• Exercise data
# # # # # # #

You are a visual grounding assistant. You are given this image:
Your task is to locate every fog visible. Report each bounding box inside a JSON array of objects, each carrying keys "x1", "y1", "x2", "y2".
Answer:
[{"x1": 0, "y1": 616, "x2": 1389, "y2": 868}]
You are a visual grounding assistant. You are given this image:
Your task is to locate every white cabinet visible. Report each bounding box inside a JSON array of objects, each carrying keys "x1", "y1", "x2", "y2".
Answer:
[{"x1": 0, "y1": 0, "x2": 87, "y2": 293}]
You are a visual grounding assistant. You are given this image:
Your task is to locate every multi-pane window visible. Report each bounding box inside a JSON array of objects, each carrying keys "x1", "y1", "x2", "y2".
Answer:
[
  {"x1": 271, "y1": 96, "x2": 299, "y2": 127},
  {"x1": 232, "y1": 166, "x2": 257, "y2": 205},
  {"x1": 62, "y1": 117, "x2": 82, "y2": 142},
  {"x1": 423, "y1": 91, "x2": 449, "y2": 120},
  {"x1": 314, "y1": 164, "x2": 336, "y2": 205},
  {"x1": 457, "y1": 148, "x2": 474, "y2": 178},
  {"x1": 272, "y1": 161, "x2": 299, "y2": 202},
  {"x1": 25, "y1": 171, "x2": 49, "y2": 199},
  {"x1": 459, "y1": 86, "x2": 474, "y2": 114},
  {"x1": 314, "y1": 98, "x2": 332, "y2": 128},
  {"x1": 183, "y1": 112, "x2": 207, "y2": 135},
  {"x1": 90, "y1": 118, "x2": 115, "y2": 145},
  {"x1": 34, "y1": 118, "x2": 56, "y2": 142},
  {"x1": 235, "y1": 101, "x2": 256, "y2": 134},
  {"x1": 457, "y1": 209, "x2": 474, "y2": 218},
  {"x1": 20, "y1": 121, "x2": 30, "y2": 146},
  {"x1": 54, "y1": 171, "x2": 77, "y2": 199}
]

# # # # # # #

• Challenge
Gather every line in the items above that contains the word "task", and copy each such line in full.

• Response to this exercise
Your task is to locate every fog visible. Report each bounding box inside a JSON array of objects, each carrying keys "x1", "y1", "x2", "y2".
Your task is to locate every white cabinet visible. Report each bounding box inside a JSON array of objects, each carrying keys "x1", "y1", "x2", "y2".
Your task is to locate every multi-pane window visible. Report each bounding box inside a JSON array of objects, each carrying keys "x1", "y1", "x2", "y2".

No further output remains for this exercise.